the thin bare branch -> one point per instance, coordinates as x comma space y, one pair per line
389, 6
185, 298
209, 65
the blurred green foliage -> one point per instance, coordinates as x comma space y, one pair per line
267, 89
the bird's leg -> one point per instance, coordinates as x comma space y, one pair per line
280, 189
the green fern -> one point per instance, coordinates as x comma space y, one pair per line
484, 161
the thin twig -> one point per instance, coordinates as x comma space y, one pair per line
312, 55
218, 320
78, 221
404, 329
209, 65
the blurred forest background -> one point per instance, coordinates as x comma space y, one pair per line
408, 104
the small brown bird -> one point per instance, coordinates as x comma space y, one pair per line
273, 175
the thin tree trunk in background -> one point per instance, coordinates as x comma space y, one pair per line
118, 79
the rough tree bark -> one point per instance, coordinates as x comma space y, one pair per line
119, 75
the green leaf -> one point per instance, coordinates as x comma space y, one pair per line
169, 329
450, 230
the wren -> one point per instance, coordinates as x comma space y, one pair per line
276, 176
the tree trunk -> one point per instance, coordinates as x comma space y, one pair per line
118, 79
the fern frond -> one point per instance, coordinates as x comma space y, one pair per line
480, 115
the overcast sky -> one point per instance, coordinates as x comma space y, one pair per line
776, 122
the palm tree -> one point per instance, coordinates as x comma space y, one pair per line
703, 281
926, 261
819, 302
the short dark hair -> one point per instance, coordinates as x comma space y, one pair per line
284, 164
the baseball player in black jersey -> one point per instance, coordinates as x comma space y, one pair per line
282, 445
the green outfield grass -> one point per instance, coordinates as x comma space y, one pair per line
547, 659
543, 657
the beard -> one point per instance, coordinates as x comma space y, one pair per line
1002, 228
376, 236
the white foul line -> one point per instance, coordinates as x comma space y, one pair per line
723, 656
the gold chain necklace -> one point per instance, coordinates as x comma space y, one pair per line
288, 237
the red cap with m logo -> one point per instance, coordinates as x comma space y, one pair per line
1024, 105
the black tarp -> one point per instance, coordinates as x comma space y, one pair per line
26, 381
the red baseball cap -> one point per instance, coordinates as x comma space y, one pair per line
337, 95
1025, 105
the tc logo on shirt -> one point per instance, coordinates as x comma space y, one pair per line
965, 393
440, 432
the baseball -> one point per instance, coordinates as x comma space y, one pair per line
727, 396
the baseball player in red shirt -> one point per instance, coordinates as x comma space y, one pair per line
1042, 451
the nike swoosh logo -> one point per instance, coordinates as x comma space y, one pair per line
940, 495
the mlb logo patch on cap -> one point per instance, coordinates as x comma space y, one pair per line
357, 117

- [TASK] Reproduce every line above, keeping each word exactly as it appears.

- [EXERCISE ANSWER]
the thin bare branch -> one point per instance, coordinates as x comma space y, one pair per line
389, 6
185, 298
209, 65
the blurred green foliage -> one point per instance, coordinates as x comma space y, one pair per line
267, 89
the bird's leg -> one point per instance, coordinates as x comma space y, one pair per line
280, 189
the green fern -> one point per instance, coordinates as x comma space y, one pair per line
484, 161
the thin twig -> one point per instance, coordinates as x comma space y, one pair per line
312, 55
218, 320
78, 221
404, 329
209, 65
the blurred forest background -> one point per instance, coordinates as x comma space y, one pair per line
408, 104
the small brown bird -> one point per instance, coordinates as x comma space y, one pair per line
273, 175
the thin tree trunk in background -> one point per instance, coordinates as x comma space y, one pair per line
118, 79
the rough tree bark -> one point per instance, coordinates as x comma space y, one pair per line
119, 75
the green leaf -> one point per instance, coordinates as x comma space y, one pair per line
169, 329
450, 230
the wren -> one point per instance, coordinates as x comma space y, one pair per line
276, 176
the tree trunk -> one point per instance, coordinates as x comma space y, one pair per line
118, 79
the fern frond -> one point per instance, coordinates as x comma space y, one pair per line
480, 115
the overcast sky -> one point per instance, coordinates as x comma space y, one pair per line
776, 122
the palm tree -> one point per instance, coordinates as x comma space y, one pair per line
703, 281
926, 261
819, 302
the short dark hair -> one point per instance, coordinates as x comma space y, one pair per line
284, 164
the baseball player in black jersey -> one point per instance, coordinates as x comma space y, one pair per line
282, 445
the green outfield grass -> one point per instance, coordinates as x comma space y, one pair per line
547, 659
543, 657
the beard -> one point per instance, coordinates as x comma space y, one pair per line
1002, 228
376, 236
the white foul line -> one point per instance, coordinates as x comma space y, one pair per line
723, 656
the gold chain necklace -> one point per instance, coordinates as x comma space y, one pair per line
288, 237
the red cap with m logo -> one point per instance, coordinates as x comma space y, one pair per line
1024, 105
the black tarp -> one point per instance, coordinates as x comma space y, one pair per line
26, 381
the red baseball cap -> one point per instance, coordinates as x comma space y, one pair per line
337, 95
1025, 105
the tc logo on shirt -> one point per instance, coordinates as x comma space y, one pair per line
965, 393
440, 432
the baseball -> one point per instance, coordinates as x comma space y, one pair per line
727, 396
the baseball player in red shirt -> one point per instance, coordinates as x comma space y, one pair per line
1042, 451
the nike swoosh logo -> one point per instance, coordinates as x comma space y, one pair per line
940, 495
the mlb logo patch on cap -> one point per instance, coordinates as x comma space y, one pair per line
357, 117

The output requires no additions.